Written instruction: Render every line of the records below as a Markdown table with the columns "No." and "Line", numbering the rows in order and omitting any blank lines.

[Records from a dataset]
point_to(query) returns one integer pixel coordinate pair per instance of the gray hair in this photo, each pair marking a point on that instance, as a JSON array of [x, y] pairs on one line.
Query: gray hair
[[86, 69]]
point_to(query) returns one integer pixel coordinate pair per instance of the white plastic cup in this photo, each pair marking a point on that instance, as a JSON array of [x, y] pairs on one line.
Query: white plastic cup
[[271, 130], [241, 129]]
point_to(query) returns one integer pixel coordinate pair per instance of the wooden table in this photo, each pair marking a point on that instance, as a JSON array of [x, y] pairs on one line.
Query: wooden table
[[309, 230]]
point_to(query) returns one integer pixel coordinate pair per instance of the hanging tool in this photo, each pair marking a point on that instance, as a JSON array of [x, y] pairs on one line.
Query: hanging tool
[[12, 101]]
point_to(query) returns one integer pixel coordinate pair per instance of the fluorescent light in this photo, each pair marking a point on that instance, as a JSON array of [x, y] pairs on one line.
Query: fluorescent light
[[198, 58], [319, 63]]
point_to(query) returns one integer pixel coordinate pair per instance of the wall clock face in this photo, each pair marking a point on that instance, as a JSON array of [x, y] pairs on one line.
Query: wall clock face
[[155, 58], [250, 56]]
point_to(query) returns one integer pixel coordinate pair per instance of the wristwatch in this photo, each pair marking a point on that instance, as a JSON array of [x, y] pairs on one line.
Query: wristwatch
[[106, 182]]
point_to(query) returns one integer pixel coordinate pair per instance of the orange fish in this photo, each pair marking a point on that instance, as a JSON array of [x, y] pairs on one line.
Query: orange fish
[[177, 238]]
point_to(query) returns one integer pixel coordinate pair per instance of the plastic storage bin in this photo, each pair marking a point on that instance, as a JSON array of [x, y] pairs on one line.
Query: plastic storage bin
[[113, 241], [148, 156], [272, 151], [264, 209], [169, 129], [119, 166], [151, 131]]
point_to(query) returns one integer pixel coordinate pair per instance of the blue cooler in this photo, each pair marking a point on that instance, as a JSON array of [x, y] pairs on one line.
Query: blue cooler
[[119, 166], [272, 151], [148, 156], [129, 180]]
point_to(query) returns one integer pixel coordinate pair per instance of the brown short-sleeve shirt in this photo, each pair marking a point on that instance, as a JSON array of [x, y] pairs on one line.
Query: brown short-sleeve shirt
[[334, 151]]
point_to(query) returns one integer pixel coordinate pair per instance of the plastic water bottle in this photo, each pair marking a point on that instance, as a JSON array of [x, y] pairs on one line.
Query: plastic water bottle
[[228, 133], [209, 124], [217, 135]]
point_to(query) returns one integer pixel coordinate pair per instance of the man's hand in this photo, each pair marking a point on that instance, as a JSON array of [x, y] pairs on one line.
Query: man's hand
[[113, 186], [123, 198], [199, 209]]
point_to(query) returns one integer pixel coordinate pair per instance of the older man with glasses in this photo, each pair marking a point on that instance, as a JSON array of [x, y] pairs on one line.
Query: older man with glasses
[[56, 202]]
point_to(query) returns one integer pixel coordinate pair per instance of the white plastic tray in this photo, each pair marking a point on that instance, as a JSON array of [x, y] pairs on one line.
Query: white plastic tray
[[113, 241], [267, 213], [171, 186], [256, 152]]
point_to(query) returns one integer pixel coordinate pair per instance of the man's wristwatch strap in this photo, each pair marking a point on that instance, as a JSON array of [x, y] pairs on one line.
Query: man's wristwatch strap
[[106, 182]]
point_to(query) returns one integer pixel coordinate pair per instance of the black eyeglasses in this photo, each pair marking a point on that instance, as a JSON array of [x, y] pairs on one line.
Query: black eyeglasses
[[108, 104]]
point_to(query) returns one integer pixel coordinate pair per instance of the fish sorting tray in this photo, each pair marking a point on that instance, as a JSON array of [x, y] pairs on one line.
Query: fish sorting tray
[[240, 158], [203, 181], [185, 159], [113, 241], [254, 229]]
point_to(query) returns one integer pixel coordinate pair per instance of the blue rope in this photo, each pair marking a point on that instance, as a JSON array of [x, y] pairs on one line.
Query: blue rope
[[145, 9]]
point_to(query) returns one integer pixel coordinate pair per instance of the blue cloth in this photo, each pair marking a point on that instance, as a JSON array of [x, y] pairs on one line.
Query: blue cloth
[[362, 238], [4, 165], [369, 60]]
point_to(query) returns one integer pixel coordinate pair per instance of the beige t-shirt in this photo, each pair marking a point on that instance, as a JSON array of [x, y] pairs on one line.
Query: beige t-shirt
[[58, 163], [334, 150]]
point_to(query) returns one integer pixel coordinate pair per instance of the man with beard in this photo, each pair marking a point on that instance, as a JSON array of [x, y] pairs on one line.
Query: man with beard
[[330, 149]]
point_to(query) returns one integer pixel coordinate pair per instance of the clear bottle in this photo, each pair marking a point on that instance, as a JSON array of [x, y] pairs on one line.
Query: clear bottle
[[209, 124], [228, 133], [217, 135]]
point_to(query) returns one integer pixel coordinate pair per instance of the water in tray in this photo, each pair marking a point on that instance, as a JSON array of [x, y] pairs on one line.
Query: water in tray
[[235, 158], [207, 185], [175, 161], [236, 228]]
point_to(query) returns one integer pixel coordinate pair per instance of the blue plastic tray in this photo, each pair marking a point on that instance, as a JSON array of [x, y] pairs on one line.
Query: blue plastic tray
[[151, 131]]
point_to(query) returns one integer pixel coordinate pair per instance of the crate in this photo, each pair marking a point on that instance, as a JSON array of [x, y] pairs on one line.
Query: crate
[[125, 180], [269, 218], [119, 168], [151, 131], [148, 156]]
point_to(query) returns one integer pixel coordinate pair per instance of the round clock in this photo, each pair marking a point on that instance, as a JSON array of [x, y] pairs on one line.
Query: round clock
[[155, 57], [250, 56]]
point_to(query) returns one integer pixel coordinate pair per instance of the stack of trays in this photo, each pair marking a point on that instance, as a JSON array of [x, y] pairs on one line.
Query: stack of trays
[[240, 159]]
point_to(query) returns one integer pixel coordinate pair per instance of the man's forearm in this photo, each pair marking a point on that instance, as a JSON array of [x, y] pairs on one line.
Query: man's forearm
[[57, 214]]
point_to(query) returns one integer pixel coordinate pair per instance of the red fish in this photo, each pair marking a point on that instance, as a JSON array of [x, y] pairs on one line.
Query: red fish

Result of this exercise:
| No. | Line |
|---|---|
| 1 | point_to(query) returns one integer pixel coordinate pair per instance of the gray hair in this photo, each pair marking a point on that instance, as a JSON array of [x, y] pairs on one line. |
| 2 | Query: gray hair |
| 3 | [[86, 69]] |
| 4 | point_to(query) returns one integer pixel coordinate pair per instance of the white plastic cup in this photo, each pair marking a point on that instance, as a JSON array of [x, y] pairs on one line. |
| 5 | Query: white plastic cup |
| 6 | [[271, 130], [241, 129]] |
| 7 | point_to(query) returns one integer pixel coordinate pair per instance of the wooden table in this photo, each pair marking a point on that instance, as a JSON array of [x, y] pairs on one line. |
| 8 | Query: wooden table |
| 9 | [[309, 230]] |
| 10 | point_to(query) returns one integer pixel coordinate pair per instance of the hanging tool in this photo, each pair marking a point on that instance, as a JSON array of [x, y] pairs on one line. |
| 11 | Query: hanging tool |
| 12 | [[12, 101]] |
| 13 | point_to(query) returns one integer pixel coordinate pair per instance of the fluorescent light in this photo, each pair marking a point on that instance, as a JSON array of [x, y] pairs on one line. |
| 14 | Query: fluorescent light |
| 15 | [[198, 58], [319, 63]] |
| 16 | point_to(query) returns one integer pixel coordinate pair per instance of the wall clock face in this photo, each pair marking a point on that instance, as a JSON array of [x, y] pairs on one line. |
| 17 | Query: wall clock face |
| 18 | [[155, 58], [250, 56]] |
| 19 | point_to(query) returns one integer pixel coordinate pair per instance of the wristwatch in this photo, each pair marking a point on that instance, as a JSON array of [x, y] pairs on one line. |
| 20 | Query: wristwatch |
| 21 | [[106, 182]] |
| 22 | point_to(query) returns one integer pixel coordinate pair per instance of the orange fish in this photo, each pair marking a point on that instance, as a JSON array of [x, y] pairs on one line. |
| 23 | Query: orange fish |
| 24 | [[177, 238]] |
| 25 | point_to(query) returns one integer pixel coordinate pair per instance of the plastic storage bin in this photo, each pair marking a point on that instance, as a JSON array of [x, y] pairs on one line. |
| 26 | Query: plastic storage bin |
| 27 | [[113, 241], [148, 156], [272, 151], [264, 209], [169, 129], [119, 166], [151, 131]] |
| 28 | point_to(query) returns one integer pixel coordinate pair per instance of the blue cooler in this photo, each pair marking a point on that instance, as a JSON array of [x, y] pairs on one line. |
| 29 | Query: blue cooler |
| 30 | [[119, 166], [272, 151], [148, 156], [129, 180]] |
| 31 | point_to(query) returns one integer pixel coordinate pair per instance of the brown short-sleeve shirt in this photo, each pair marking a point on that instance, as a JSON array of [x, y] pairs on one line. |
| 32 | Query: brown short-sleeve shirt |
| 33 | [[334, 151]] |
| 34 | point_to(query) returns one integer pixel coordinate pair per instance of the plastic water bottle in this photo, each pair marking a point on that instance, as a JSON array of [x, y] pairs on one line. |
| 35 | Query: plastic water bottle |
| 36 | [[228, 133], [209, 124], [217, 135]] |
| 37 | point_to(query) returns one integer pixel coordinate pair per instance of the man's hand in this photo, each pair marking a point on that instance, as a JSON array of [x, y] pairs on one line. |
| 38 | Query: man's hand |
| 39 | [[113, 186], [123, 198], [199, 209]] |
| 40 | point_to(query) returns one integer pixel coordinate pair per instance of the older man with glasses in this photo, each pair marking a point on that instance, as a JSON array of [x, y] pairs on one line. |
| 41 | Query: older man with glasses |
| 42 | [[56, 202]] |
| 43 | point_to(query) returns one integer pixel coordinate pair per instance of the white plastic tray in this photo, each pair marking a point on that instance, as a JSON array of [x, y] pairs on one line. |
| 44 | Query: white plastic tray |
| 45 | [[113, 241], [267, 213], [171, 186], [256, 152]] |
| 46 | point_to(query) returns one integer pixel coordinate pair per instance of the man's wristwatch strap in this photo, each pair marking a point on that instance, as a JSON array of [x, y] pairs on one line. |
| 47 | Query: man's wristwatch strap |
| 48 | [[106, 182]] |
| 49 | point_to(query) returns one integer pixel coordinate pair per instance of the black eyeglasses in this photo, each pair marking a point on that instance, as a JSON array of [x, y] pairs on one line. |
| 50 | Query: black eyeglasses |
| 51 | [[108, 104]] |
| 52 | point_to(query) returns one integer pixel coordinate pair per instance of the fish sorting tray in this photo, each pair marking a point on that instance, as a JSON array of [x, y] pairs on one line. |
| 53 | Query: fish sorting tray |
| 54 | [[240, 158], [203, 181], [185, 159], [113, 241], [254, 229]] |
| 55 | point_to(query) returns one integer pixel coordinate pair per instance of the blue rope in this photo, each pair marking a point on that instance, as a JSON array of [x, y] pairs on one line. |
| 56 | Query: blue rope |
| 57 | [[145, 9]] |
| 58 | point_to(query) returns one integer pixel coordinate pair per instance of the blue cloth in this photo, each pair marking a point on that instance, as a JSON array of [x, y] pairs on one line. |
| 59 | Query: blue cloth |
| 60 | [[362, 238], [4, 165], [369, 60]] |
| 61 | point_to(query) returns one integer pixel coordinate pair per instance of the beige t-shirt in this photo, each pair marking a point on that instance, as a JSON array of [x, y] pairs on one line. |
| 62 | Query: beige t-shirt |
| 63 | [[58, 163], [334, 150]] |
| 64 | point_to(query) returns one integer pixel coordinate pair per instance of the man with beard in this photo, each pair marking a point on that instance, as a JSON array of [x, y] pairs on one line. |
| 65 | Query: man with beard |
| 66 | [[330, 149]] |
| 67 | point_to(query) returns one integer pixel coordinate pair per instance of the clear bottle in this photo, each pair marking a point on that instance, as a JSON array of [x, y] pairs on one line. |
| 68 | Query: clear bottle |
| 69 | [[209, 124], [228, 133], [217, 135]] |
| 70 | point_to(query) returns one integer pixel coordinate pair per instance of the water in tray in this photo, each pair marking a point on that instance, as a JSON array of [x, y] pairs on one line. |
| 71 | Query: water in tray |
| 72 | [[235, 158], [207, 185], [175, 161], [236, 228]] |
| 73 | point_to(query) returns one integer pixel coordinate pair per instance of the blue plastic tray in this photo, each pair marking a point on that instance, as a JSON array of [x, y] pairs on one line. |
| 74 | Query: blue plastic tray |
| 75 | [[151, 131]] |
| 76 | point_to(query) returns one integer pixel coordinate pair per instance of the crate in this photo, each pair marking a point on that instance, as a JSON array of [x, y] pairs on one line. |
| 77 | Query: crate |
| 78 | [[125, 180], [269, 218], [119, 168], [151, 131], [148, 156]] |
| 79 | point_to(query) returns one integer pixel coordinate pair per instance of the round clock in this photo, each pair marking a point on that instance, as a JSON array of [x, y] pairs on one line. |
| 80 | Query: round clock |
| 81 | [[155, 57], [250, 56]] |
| 82 | point_to(query) returns one integer pixel coordinate pair per instance of the stack of trays in this photo, each pair marking a point on that instance, as a JSON array of [x, y] pairs on one line. |
| 83 | Query: stack of trays |
| 84 | [[240, 159]] |
| 85 | point_to(query) returns one integer pixel coordinate pair per instance of the man's forearm in this photo, each pair marking a point on that instance, as a JSON array of [x, y] pairs on one line. |
| 86 | Query: man's forearm |
| 87 | [[57, 214]] |
| 88 | point_to(query) returns one integer pixel coordinate pair per instance of the red fish in this photo, each pair marking a point on that instance, as a JSON array of [x, y] pairs on one line. |
| 89 | Query: red fish |